## Written problem
Put the lines below into a Markdown table with two columns, Row and Line, numbering each row and skipping any blank lines. Don't include the pictures.

## Material for the task
------------------------------
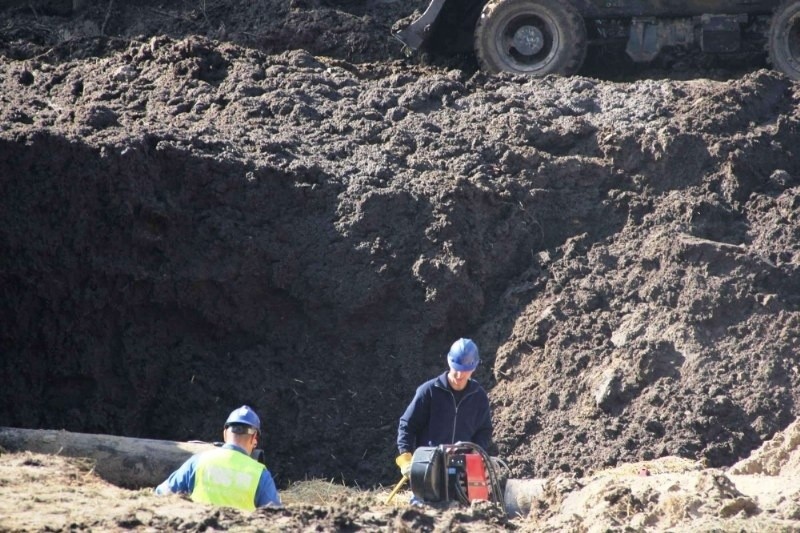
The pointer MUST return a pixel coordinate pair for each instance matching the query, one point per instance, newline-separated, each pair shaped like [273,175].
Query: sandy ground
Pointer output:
[46,492]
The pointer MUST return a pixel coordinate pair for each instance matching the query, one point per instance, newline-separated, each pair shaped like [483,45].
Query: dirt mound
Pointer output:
[779,456]
[189,224]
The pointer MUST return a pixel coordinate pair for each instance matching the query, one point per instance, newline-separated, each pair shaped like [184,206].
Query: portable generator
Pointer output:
[461,472]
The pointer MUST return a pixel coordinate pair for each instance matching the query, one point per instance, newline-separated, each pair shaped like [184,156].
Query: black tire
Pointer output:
[783,41]
[533,37]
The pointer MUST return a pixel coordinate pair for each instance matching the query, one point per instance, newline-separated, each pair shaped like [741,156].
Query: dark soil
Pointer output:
[204,204]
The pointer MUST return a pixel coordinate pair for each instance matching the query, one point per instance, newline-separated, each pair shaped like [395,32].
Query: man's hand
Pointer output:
[404,462]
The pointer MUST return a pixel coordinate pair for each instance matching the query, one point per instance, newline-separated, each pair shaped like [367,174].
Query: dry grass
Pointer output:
[664,465]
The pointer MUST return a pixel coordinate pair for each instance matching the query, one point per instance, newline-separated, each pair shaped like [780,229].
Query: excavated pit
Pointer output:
[187,225]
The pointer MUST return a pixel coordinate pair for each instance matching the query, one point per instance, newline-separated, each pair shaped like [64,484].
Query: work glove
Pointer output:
[404,462]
------------------------------
## Full output
| Row | Line |
|---|---|
| 1 | The pointer MUST return a pixel coordinate pair for each instance matching the query, one point per instance, newline-separated, each pair shaped like [273,175]. |
| 2 | Query: sandy ground |
| 3 | Pointer output: |
| 4 | [46,492] |
| 5 | The pointer MUST return a pixel coordinate pair for each instance matching the query, one point per instance, newline-separated, each pair shaped like [483,45]. |
| 6 | Query: dirt mound |
| 7 | Pointer output: |
| 8 | [779,456] |
| 9 | [189,224] |
| 10 | The pointer MUST return a pixel coordinate pair for each instance matching the query, one point per instance, newline-separated, each pair shaped like [184,206]. |
| 11 | Query: portable generator |
| 12 | Pointer output: |
| 13 | [461,472] |
| 14 | The pointer MUST return a pixel coordinate pair for each instance matching the query, one point per instance, newline-separated, each pair shaped like [184,156]. |
| 15 | Query: black tire |
| 16 | Pointer output: |
| 17 | [783,41] |
| 18 | [533,37] |
| 19 | The pointer MUST return a pixel coordinate pair for each instance matching the query, one point per instance, newline-separated, each pair shaped like [741,156]. |
| 20 | Query: dark soil |
| 21 | Pointer output: |
| 22 | [204,204] |
| 23 | The pointer MUST return a pixel coordinate pair for each instance matching the query, one point per instance, newline-separated, each pair shaped like [395,32]. |
| 24 | Query: man's hand |
| 25 | Pointer output: |
| 26 | [404,462] |
| 27 | The pointer MUST return a pixel coordinate pair for each instance matching the query, one point per instance, newline-separated, each pair shaped like [367,174]. |
| 28 | Query: dry grass |
| 29 | Pointer output: |
| 30 | [664,465] |
| 31 | The pointer MUST return a pixel coordinate pair for each instance matching the query, one point per instance, newline-separated, each pair shaped like [780,229]. |
| 32 | Query: excavated pit |
| 33 | Pointer output: |
| 34 | [187,225] |
| 35 | The pointer MUST return a pixel coordinate pair for each instance matching the query, one point per instance, newline-separated, each pair shaped like [64,484]. |
| 36 | Query: work glove |
| 37 | Pointer output: |
| 38 | [404,462] |